━━ Text block ━━
# High Island Independence Weekend Slay-a-thon



## Neverenough (May 24, 2004)

http://www.yankee-fishing.com/coast-shark/viewtopic.php?t=691

sorry for the link, but no reason the burn the internet down with one fishing report from the crappy High Island Area.


----------



## serial9 (Sep 11, 2005)

You were trolling on that beach at night.


----------



## Ninjazx9rrida (Jun 11, 2006)

thats a nice mess of fish!!! im thinking of going down for the weekend


----------



## Neverenough (May 24, 2004)

nope i was trolling here to see if you were going to leave some smart arse remark about my crappy fishing hole.


----------



## bigfost (Oct 11, 2004)

Awesome report! Looks like y'all had some fun.


----------



## Neverenough (May 24, 2004)

we did fost there was a span of time about 2 hours that we had to run baits (2 at a time) 7 times i think.


----------



## serial9 (Sep 11, 2005)

Neverenough said:


> nope i was trolling here to see if you were going to leave some smart arse remark about my crappy fishing hole.


Were there any refrigerators or washing machines on the beach? The times I've been down there are always a few. It's PICK-A-PART on High Island and it's free.


----------



## Neverenough (May 24, 2004)

yep there sure were. we had a fridge to keep to sodas cold and a washing machine to do our laundry. Stuff washes up thats how it works. When you have 2 rivers that dump water on eiter side of that beach you are bound to get some trash


----------



## serial9 (Sep 11, 2005)

Neverenough said:


> yep there sure were. we had a fridge to keep to sodas cold and a washing machine to do our laundry. Stuff washes up thats how it works. When you have 2 rivers that dump water on eiter side of that beach you are bound to get some trash


Cool deal.:brew:


----------



## shrky57 (Jan 8, 2005)

i guess even a blind hog finds an acorn every now and then...lol
i think it was the bait that did the trick.
you didnt happen to see a microwave down there. mine is acting up and could use a new one.


----------



## CypressTexas (Jan 2, 2005)

I had a bag of my wacky tabacky flushed down the throne a few days ago. Let me know if it washes up down there.:wink:


----------



## Jolly Roger (May 21, 2004)

After hurricane Rita, you can find almost anything on the beach now days. Anyone not smart enough to understand that the area was hit with a major hurricane a few months ago needs to shut there mouth about the beach. Don't care if the sand was white and the cleanest beach in the world. A cat three hurricane is going to mess things up for a bit. But if you want white sand by all means go some where else to fish. We don't care what you think of our beach. And to think I wasted all that time answering questions about High Island for you.
━━━
Written task 1:
In the High Island fishing thread, repeat the passage from "## bigfost (Oct" up to and including "times i think.".
Written task 2:
In the High Island fishing thread, what reason does Neverenough give for the beach being bound to collect trash? Answer in one to three sentences.
━━ Provided material ━━
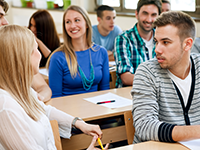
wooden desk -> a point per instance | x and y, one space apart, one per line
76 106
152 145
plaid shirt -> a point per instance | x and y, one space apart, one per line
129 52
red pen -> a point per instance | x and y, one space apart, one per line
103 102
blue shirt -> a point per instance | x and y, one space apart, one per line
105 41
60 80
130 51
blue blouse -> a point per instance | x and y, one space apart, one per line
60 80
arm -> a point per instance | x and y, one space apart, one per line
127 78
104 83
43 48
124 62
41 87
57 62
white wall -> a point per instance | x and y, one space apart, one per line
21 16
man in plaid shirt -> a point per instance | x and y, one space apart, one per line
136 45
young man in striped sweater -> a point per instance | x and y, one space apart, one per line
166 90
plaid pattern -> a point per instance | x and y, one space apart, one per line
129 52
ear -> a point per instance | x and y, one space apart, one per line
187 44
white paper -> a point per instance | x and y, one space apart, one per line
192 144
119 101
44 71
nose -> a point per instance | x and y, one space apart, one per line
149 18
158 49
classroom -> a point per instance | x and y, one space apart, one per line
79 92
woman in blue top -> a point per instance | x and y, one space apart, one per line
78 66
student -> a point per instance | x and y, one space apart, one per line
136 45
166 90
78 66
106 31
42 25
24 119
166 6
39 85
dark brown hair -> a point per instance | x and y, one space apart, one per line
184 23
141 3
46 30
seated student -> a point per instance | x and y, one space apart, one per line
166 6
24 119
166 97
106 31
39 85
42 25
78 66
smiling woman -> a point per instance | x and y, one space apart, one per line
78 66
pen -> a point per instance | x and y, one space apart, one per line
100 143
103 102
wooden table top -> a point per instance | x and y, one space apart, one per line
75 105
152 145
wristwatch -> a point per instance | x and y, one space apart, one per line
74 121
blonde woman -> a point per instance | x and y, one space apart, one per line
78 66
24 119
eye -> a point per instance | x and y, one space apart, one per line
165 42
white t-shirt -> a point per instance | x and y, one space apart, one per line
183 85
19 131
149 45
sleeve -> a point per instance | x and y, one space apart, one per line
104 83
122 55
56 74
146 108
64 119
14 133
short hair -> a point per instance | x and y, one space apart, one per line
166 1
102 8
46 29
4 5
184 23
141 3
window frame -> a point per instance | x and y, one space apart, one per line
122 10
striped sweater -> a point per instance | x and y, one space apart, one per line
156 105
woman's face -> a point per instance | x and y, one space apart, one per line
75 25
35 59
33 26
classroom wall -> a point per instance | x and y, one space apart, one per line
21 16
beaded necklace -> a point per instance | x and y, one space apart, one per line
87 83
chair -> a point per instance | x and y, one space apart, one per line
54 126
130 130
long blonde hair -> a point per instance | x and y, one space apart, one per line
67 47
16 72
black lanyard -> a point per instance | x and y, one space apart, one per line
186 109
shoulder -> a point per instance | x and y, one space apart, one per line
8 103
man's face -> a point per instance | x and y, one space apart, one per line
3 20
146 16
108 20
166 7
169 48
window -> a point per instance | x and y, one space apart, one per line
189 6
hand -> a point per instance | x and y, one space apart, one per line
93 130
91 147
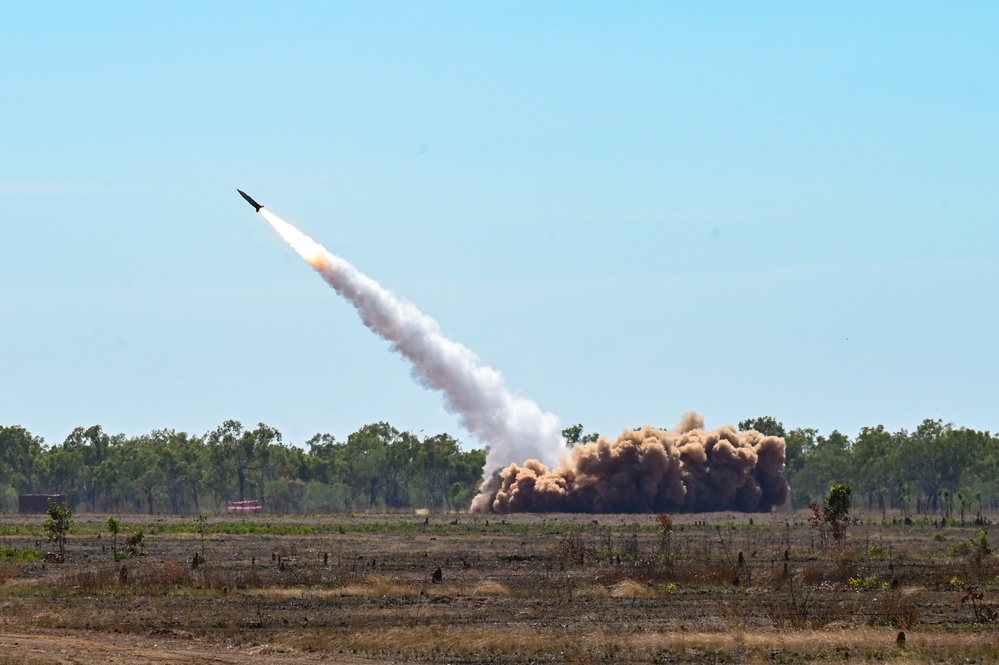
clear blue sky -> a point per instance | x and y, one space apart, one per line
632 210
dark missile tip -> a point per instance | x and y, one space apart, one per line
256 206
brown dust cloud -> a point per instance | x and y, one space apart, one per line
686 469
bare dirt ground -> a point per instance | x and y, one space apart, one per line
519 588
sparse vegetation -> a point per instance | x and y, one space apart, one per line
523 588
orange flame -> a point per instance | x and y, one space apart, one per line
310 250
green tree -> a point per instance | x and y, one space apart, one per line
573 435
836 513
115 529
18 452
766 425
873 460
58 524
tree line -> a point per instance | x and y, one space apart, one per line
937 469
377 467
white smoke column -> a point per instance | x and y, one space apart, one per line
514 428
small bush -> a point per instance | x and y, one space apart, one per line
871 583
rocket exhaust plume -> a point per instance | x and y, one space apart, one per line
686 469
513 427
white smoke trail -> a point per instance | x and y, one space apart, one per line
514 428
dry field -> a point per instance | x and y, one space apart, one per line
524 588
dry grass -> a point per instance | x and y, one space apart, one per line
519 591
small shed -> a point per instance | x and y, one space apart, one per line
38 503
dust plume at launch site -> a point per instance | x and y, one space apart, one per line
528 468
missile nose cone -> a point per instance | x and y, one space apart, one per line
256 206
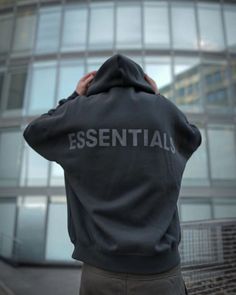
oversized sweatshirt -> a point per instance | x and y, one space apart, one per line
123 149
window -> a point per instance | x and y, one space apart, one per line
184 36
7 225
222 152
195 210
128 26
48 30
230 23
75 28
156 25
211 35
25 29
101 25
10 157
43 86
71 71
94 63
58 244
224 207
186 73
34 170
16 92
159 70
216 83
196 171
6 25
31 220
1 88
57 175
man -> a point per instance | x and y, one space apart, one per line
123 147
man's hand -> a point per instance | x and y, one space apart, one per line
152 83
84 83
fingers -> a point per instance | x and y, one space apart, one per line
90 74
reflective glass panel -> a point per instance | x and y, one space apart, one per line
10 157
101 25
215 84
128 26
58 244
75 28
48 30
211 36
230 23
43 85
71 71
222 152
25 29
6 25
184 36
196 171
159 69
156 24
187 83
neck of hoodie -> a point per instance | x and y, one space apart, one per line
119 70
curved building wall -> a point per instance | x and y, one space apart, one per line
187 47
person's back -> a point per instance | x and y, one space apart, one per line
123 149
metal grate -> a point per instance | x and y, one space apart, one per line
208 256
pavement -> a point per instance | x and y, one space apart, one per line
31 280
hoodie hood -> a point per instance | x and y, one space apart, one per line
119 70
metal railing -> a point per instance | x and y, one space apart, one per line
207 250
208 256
━━━
━━ Provided material ━━
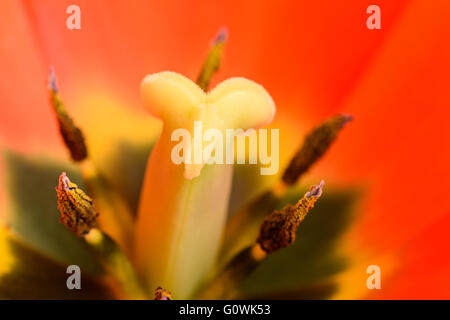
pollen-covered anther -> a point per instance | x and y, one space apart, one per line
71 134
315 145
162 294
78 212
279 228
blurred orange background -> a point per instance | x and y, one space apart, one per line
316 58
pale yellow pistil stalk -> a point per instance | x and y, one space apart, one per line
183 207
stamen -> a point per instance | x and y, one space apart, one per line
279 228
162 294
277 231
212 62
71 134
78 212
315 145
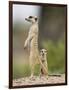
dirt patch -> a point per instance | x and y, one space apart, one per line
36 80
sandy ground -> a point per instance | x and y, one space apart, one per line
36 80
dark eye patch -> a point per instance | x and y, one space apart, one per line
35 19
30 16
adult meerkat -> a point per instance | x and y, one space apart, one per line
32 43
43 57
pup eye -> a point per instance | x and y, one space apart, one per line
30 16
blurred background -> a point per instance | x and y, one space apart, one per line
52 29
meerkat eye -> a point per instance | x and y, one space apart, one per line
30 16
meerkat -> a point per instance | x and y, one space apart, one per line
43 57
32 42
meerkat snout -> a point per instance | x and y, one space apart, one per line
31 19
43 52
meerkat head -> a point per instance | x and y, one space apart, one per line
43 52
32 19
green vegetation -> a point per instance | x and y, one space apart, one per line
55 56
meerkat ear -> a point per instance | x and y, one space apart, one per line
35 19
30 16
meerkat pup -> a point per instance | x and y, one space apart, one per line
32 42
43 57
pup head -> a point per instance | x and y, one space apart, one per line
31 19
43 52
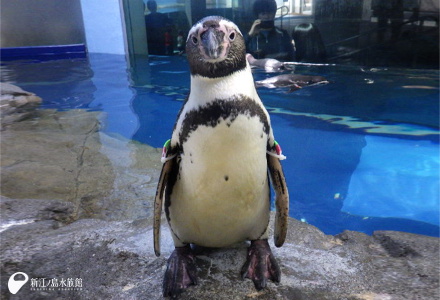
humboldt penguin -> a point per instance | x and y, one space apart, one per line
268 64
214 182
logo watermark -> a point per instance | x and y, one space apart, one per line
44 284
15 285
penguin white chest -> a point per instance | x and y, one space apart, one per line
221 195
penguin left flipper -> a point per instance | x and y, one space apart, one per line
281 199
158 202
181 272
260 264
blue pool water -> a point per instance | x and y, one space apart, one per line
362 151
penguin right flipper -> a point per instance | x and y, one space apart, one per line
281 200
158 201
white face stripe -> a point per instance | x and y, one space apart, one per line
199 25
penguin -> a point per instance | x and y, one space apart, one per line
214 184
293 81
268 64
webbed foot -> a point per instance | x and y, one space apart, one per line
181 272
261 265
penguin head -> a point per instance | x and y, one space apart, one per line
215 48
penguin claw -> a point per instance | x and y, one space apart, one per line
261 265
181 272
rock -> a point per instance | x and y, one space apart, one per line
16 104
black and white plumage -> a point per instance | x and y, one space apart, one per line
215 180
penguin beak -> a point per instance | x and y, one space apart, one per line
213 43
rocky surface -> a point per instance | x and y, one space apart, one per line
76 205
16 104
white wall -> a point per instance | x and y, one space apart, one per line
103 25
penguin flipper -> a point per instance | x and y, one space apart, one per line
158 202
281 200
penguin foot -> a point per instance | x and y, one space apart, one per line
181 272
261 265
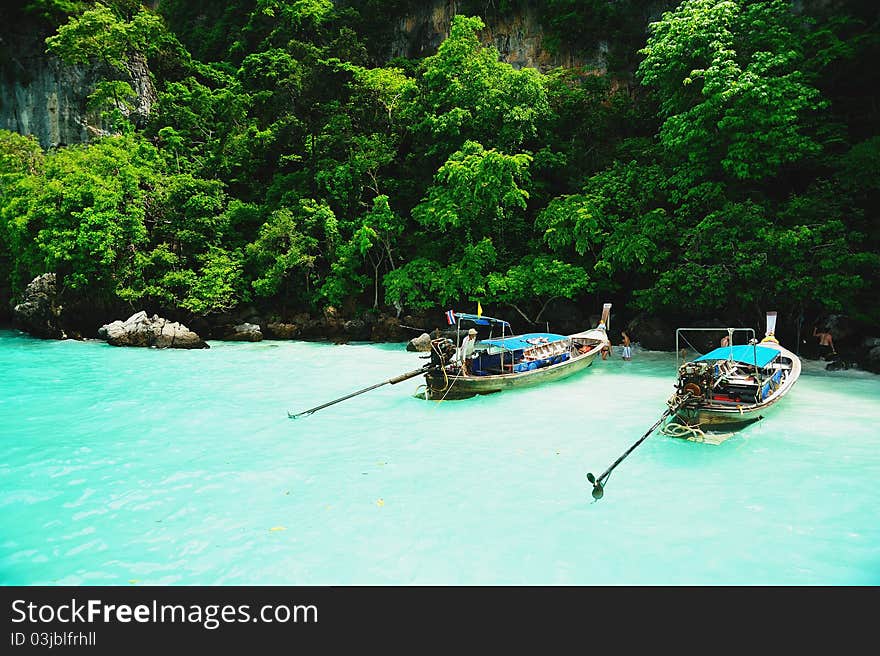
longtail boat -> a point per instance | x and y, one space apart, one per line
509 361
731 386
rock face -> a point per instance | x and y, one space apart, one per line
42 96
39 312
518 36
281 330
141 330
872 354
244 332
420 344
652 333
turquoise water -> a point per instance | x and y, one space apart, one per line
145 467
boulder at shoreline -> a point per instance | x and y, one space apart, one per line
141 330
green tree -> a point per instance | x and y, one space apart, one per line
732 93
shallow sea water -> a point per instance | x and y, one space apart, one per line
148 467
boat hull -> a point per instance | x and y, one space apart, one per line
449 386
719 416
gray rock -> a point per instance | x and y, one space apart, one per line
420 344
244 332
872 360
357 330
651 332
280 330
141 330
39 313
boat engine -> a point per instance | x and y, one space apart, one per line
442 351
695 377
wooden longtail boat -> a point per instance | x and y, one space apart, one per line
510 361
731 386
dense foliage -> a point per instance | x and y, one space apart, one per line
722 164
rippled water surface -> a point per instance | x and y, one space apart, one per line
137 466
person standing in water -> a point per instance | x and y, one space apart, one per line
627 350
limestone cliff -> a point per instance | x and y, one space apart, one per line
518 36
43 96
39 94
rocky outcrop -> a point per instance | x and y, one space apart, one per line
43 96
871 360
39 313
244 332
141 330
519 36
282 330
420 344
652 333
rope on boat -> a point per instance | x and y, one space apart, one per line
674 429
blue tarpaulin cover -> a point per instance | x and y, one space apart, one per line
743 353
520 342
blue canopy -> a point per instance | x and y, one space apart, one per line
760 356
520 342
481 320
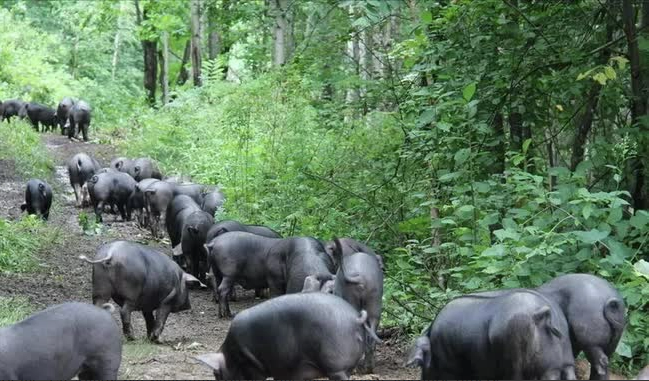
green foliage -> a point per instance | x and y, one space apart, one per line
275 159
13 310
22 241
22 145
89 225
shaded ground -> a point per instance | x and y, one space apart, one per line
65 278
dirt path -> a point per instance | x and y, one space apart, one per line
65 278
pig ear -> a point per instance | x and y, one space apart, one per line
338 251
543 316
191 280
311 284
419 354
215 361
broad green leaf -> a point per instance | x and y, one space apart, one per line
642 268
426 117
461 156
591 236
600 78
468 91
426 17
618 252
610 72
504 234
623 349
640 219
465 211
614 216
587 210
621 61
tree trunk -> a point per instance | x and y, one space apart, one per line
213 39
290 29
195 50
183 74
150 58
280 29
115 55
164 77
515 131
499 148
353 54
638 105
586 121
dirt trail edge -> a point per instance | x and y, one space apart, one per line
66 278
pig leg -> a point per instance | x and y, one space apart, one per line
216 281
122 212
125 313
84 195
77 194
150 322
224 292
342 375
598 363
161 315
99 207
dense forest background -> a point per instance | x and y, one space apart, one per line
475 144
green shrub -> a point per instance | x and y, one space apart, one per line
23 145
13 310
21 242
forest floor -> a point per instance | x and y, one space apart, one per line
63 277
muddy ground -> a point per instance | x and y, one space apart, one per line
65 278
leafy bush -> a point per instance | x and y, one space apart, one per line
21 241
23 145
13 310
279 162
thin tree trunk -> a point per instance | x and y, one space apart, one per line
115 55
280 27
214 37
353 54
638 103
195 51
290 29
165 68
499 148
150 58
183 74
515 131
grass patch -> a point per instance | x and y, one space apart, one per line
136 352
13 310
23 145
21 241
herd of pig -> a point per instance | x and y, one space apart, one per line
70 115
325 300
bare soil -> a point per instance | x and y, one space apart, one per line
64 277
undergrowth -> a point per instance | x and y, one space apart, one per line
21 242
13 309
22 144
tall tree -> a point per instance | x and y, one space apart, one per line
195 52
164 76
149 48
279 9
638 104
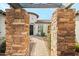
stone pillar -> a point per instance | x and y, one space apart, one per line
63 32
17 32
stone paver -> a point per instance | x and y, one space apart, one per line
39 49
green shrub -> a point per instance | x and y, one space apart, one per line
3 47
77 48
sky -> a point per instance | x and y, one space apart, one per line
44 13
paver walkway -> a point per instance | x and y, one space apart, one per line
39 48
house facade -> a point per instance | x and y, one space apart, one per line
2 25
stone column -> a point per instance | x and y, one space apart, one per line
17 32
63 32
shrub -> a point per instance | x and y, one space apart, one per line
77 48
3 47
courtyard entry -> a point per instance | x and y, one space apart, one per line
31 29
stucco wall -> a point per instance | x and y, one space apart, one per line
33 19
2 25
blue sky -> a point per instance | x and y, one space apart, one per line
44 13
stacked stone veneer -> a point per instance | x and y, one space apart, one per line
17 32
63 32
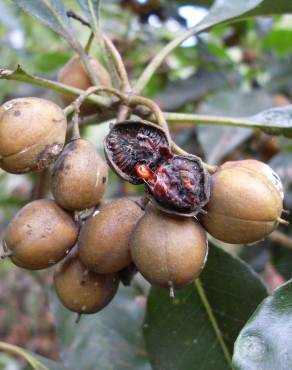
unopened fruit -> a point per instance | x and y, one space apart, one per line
━━━
Final answer 1:
## bigfost (Oct 11, 2004)

Awesome report! Looks like y'all had some fun.


----------



## Neverenough (May 24, 2004)

we did fost there was a span of time about 2 hours that we had to run baits (2 at a time) 7 times i think.

Final answer 2:
Two rivers dump water on either side of the beach, so stuff washes up there.